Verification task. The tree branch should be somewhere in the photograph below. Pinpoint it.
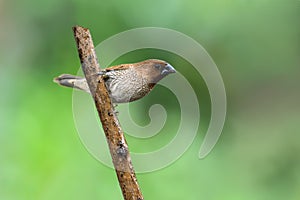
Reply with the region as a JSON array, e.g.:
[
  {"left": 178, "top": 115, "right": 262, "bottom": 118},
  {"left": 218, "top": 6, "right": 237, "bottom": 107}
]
[{"left": 73, "top": 26, "right": 144, "bottom": 200}]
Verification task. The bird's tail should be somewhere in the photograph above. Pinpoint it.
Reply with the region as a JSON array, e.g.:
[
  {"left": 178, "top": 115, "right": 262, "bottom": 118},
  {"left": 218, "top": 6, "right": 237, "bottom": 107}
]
[{"left": 53, "top": 74, "right": 90, "bottom": 93}]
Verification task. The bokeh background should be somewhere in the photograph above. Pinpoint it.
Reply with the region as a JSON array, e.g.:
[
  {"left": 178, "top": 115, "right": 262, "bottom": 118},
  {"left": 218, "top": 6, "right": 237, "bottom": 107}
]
[{"left": 0, "top": 0, "right": 300, "bottom": 200}]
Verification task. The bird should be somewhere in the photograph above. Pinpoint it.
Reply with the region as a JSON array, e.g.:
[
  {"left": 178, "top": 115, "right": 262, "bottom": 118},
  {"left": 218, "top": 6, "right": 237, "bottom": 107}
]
[{"left": 53, "top": 59, "right": 176, "bottom": 104}]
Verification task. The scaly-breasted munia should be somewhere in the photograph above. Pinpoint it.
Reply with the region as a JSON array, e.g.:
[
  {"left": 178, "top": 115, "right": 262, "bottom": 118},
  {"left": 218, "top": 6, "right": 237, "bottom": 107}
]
[{"left": 54, "top": 59, "right": 176, "bottom": 103}]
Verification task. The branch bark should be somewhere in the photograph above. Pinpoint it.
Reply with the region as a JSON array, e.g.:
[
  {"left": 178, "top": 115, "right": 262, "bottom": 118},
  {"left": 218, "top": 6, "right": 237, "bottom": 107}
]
[{"left": 73, "top": 26, "right": 144, "bottom": 200}]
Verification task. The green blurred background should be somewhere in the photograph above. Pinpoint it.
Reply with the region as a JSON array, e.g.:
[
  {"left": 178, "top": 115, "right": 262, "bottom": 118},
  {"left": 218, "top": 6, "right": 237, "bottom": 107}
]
[{"left": 0, "top": 0, "right": 300, "bottom": 200}]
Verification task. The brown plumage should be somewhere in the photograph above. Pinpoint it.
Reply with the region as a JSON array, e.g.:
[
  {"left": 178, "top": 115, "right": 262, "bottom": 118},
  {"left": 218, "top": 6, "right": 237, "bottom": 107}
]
[{"left": 54, "top": 59, "right": 176, "bottom": 103}]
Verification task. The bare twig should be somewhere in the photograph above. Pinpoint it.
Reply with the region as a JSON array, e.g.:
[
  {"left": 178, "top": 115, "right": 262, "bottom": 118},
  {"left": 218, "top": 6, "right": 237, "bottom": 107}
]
[{"left": 73, "top": 26, "right": 144, "bottom": 200}]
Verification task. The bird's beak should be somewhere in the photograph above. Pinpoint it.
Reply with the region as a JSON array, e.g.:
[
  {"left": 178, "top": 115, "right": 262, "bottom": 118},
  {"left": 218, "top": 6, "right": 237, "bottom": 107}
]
[{"left": 161, "top": 64, "right": 176, "bottom": 75}]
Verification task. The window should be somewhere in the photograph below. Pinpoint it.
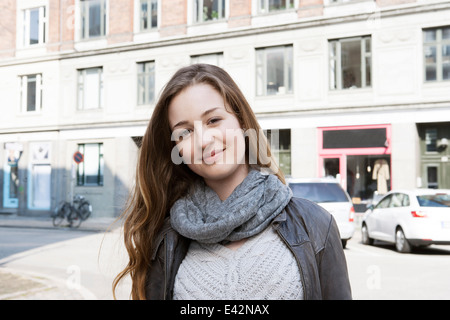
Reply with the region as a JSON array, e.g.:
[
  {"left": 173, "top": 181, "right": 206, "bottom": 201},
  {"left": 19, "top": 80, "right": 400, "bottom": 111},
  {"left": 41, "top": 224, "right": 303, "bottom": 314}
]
[
  {"left": 329, "top": 36, "right": 372, "bottom": 90},
  {"left": 140, "top": 0, "right": 158, "bottom": 31},
  {"left": 194, "top": 0, "right": 225, "bottom": 22},
  {"left": 138, "top": 61, "right": 155, "bottom": 105},
  {"left": 191, "top": 53, "right": 223, "bottom": 67},
  {"left": 80, "top": 0, "right": 107, "bottom": 39},
  {"left": 423, "top": 27, "right": 450, "bottom": 81},
  {"left": 427, "top": 166, "right": 439, "bottom": 189},
  {"left": 256, "top": 45, "right": 292, "bottom": 96},
  {"left": 23, "top": 7, "right": 47, "bottom": 47},
  {"left": 425, "top": 128, "right": 437, "bottom": 152},
  {"left": 78, "top": 68, "right": 103, "bottom": 110},
  {"left": 77, "top": 143, "right": 104, "bottom": 186},
  {"left": 258, "top": 0, "right": 294, "bottom": 13},
  {"left": 375, "top": 194, "right": 393, "bottom": 209},
  {"left": 20, "top": 74, "right": 42, "bottom": 113},
  {"left": 264, "top": 129, "right": 291, "bottom": 175}
]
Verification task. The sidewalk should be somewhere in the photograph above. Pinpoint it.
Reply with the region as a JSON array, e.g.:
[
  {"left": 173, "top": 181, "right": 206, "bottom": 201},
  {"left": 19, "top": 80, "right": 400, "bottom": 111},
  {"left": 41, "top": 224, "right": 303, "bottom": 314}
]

____

• **TASK**: Will you copy every one of the lines above word for word, leaving out the pictures?

• **WRITTEN REPLY**:
Verification task. The tree branch should be somewhere in the photograph below. Pinpoint it.
Reply with the region as a JSON array, e.g.:
[
  {"left": 178, "top": 115, "right": 262, "bottom": 118},
  {"left": 218, "top": 6, "right": 237, "bottom": 107}
]
[{"left": 73, "top": 26, "right": 144, "bottom": 200}]
Verification task. The bird's tail should be somewhere in the photograph above. Pinpoint it.
Reply with the region as a JSON array, e.g.:
[
  {"left": 178, "top": 115, "right": 262, "bottom": 118},
  {"left": 218, "top": 6, "right": 237, "bottom": 107}
]
[{"left": 53, "top": 74, "right": 90, "bottom": 93}]
Verification task. The bokeh background should be somewhere in the photograph above. Pinpoint it.
Reply with the region as a JSON array, e.g.:
[
  {"left": 178, "top": 115, "right": 262, "bottom": 118},
  {"left": 218, "top": 6, "right": 237, "bottom": 107}
]
[{"left": 0, "top": 0, "right": 300, "bottom": 200}]
Verification task. The bird should be somewhere in the photograph above. Pinpoint it.
Reply with the region as a JSON array, e.g.:
[
  {"left": 178, "top": 115, "right": 262, "bottom": 118},
  {"left": 218, "top": 6, "right": 237, "bottom": 107}
]
[{"left": 53, "top": 59, "right": 176, "bottom": 104}]
Verification task. The scaly-breasted munia should be somewhere in the photograph above. Pinpoint it.
Reply with the region as a JSON array, e.g.:
[
  {"left": 178, "top": 115, "right": 262, "bottom": 118},
  {"left": 218, "top": 6, "right": 237, "bottom": 107}
]
[{"left": 54, "top": 59, "right": 176, "bottom": 103}]
Verification task. The branch bark should be somewhere in the photograph above. Pinpoint it.
Reply with the region as a JSON array, e.g.:
[
  {"left": 178, "top": 115, "right": 262, "bottom": 118},
  {"left": 218, "top": 6, "right": 237, "bottom": 107}
]
[{"left": 73, "top": 26, "right": 144, "bottom": 200}]
Verification task. The green blurred background should be somewhere in the photograph above. Pinpoint it.
Reply with the region as a JSON array, e.g.:
[
  {"left": 178, "top": 115, "right": 262, "bottom": 118},
  {"left": 218, "top": 6, "right": 237, "bottom": 107}
]
[{"left": 0, "top": 0, "right": 300, "bottom": 200}]
Verification task. The brown plumage should be somewhere in the photograph above. Pinpoint it.
Reply with the region as a JSON array, e.g.:
[
  {"left": 178, "top": 115, "right": 262, "bottom": 118},
  {"left": 218, "top": 6, "right": 237, "bottom": 107}
]
[{"left": 54, "top": 59, "right": 176, "bottom": 103}]
Verification task. The bare twig should be somewhere in the photograph above. Pinpoint it.
Reply with the region as a JSON array, e.g.:
[
  {"left": 178, "top": 115, "right": 262, "bottom": 118},
  {"left": 218, "top": 6, "right": 237, "bottom": 107}
]
[{"left": 73, "top": 26, "right": 144, "bottom": 200}]
Verification task. The bird's beak should be somewhere in the photograph above. Pinpoint it.
Reply with the region as a JSON array, e.g.:
[
  {"left": 178, "top": 115, "right": 262, "bottom": 118},
  {"left": 218, "top": 6, "right": 237, "bottom": 107}
]
[{"left": 161, "top": 64, "right": 176, "bottom": 75}]
Verification task. The window should be somewhere in the photograph below. Pinpoint it.
Reply with the region as a JSON array, e.g.:
[
  {"left": 173, "top": 181, "right": 206, "bottom": 201},
  {"left": 19, "top": 80, "right": 400, "bottom": 111},
  {"left": 41, "top": 224, "right": 303, "bottom": 314}
]
[
  {"left": 329, "top": 36, "right": 372, "bottom": 90},
  {"left": 140, "top": 0, "right": 158, "bottom": 31},
  {"left": 194, "top": 0, "right": 225, "bottom": 22},
  {"left": 138, "top": 61, "right": 155, "bottom": 105},
  {"left": 191, "top": 53, "right": 223, "bottom": 67},
  {"left": 80, "top": 0, "right": 107, "bottom": 39},
  {"left": 423, "top": 27, "right": 450, "bottom": 81},
  {"left": 427, "top": 166, "right": 439, "bottom": 189},
  {"left": 256, "top": 45, "right": 292, "bottom": 96},
  {"left": 23, "top": 7, "right": 47, "bottom": 47},
  {"left": 425, "top": 128, "right": 437, "bottom": 152},
  {"left": 78, "top": 68, "right": 103, "bottom": 110},
  {"left": 77, "top": 143, "right": 104, "bottom": 186},
  {"left": 258, "top": 0, "right": 294, "bottom": 13},
  {"left": 375, "top": 194, "right": 393, "bottom": 209},
  {"left": 20, "top": 74, "right": 42, "bottom": 113},
  {"left": 264, "top": 129, "right": 291, "bottom": 175}
]
Verification task. The sidewalk should be somewhere in the photograph above. Pinpoint it.
Reply with the region as a JSON array, e.g.:
[
  {"left": 173, "top": 181, "right": 206, "bottom": 201},
  {"left": 19, "top": 80, "right": 400, "bottom": 111},
  {"left": 41, "top": 224, "right": 303, "bottom": 314}
]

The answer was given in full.